** Opening Provided material block **
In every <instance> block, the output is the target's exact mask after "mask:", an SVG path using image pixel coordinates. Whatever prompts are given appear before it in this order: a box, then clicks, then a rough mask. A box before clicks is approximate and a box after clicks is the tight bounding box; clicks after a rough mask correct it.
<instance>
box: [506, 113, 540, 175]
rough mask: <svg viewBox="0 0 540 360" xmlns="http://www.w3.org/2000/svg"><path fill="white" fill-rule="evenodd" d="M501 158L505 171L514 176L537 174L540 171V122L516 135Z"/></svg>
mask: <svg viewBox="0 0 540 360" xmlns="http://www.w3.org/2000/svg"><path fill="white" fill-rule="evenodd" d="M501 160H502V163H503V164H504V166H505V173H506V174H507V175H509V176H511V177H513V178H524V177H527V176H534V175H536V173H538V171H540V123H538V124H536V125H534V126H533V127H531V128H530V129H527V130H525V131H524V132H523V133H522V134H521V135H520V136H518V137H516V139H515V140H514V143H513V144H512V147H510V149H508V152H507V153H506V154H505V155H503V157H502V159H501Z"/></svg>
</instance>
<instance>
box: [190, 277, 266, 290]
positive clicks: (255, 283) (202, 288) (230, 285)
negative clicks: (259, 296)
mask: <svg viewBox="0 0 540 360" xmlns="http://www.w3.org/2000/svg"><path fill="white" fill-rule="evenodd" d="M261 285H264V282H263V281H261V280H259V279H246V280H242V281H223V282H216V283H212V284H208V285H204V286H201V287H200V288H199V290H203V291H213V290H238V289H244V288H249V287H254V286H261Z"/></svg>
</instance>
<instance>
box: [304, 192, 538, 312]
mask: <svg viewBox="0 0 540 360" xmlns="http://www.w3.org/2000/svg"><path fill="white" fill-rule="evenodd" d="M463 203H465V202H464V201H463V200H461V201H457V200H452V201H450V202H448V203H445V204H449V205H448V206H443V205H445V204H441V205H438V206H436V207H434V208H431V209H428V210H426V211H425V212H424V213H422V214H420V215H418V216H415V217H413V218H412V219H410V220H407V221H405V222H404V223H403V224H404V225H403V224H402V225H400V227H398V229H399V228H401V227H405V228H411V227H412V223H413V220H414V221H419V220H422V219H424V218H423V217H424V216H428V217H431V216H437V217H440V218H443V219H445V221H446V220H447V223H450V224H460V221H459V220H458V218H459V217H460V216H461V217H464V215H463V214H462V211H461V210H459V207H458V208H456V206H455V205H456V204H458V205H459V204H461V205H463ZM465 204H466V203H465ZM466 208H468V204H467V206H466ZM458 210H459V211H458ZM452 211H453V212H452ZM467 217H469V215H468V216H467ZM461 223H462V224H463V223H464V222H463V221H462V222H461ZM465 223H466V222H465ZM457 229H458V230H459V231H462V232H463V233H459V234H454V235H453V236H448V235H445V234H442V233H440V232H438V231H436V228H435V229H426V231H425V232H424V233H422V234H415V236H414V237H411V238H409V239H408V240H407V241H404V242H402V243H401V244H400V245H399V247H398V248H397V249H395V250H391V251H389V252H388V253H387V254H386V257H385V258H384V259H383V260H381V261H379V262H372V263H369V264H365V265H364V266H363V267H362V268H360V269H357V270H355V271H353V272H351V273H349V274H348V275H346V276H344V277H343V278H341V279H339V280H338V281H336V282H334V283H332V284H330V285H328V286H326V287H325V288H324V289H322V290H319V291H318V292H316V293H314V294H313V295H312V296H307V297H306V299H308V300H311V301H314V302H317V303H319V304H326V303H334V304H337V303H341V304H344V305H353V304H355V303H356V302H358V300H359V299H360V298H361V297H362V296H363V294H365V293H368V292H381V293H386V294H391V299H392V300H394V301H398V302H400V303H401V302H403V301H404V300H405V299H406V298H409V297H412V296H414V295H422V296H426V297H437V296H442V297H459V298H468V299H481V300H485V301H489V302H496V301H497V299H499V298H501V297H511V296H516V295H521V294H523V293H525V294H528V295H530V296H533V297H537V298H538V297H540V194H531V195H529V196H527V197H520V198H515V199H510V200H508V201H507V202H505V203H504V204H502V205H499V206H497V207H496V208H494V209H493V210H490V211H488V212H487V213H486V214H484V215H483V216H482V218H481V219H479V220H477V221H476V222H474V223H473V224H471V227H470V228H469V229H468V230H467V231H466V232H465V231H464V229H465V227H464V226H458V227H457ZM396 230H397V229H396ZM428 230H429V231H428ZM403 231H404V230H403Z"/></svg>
** Closing Provided material block **
**Exercise instructions:** In the data above, find the line that contains "box: [506, 113, 540, 175]", then reproduce exactly every line from the first line through that line.

**Solution for this task:**
In every <instance> block, the output is the target's exact mask after "mask:", an SVG path using image pixel coordinates. Whatever prompts are given appear before it in this order: a box, then clicks, then a rough mask. A box before clicks is approximate and a box after clicks is the tight bounding box; clicks after a rough mask correct it.
<instance>
box: [506, 113, 540, 175]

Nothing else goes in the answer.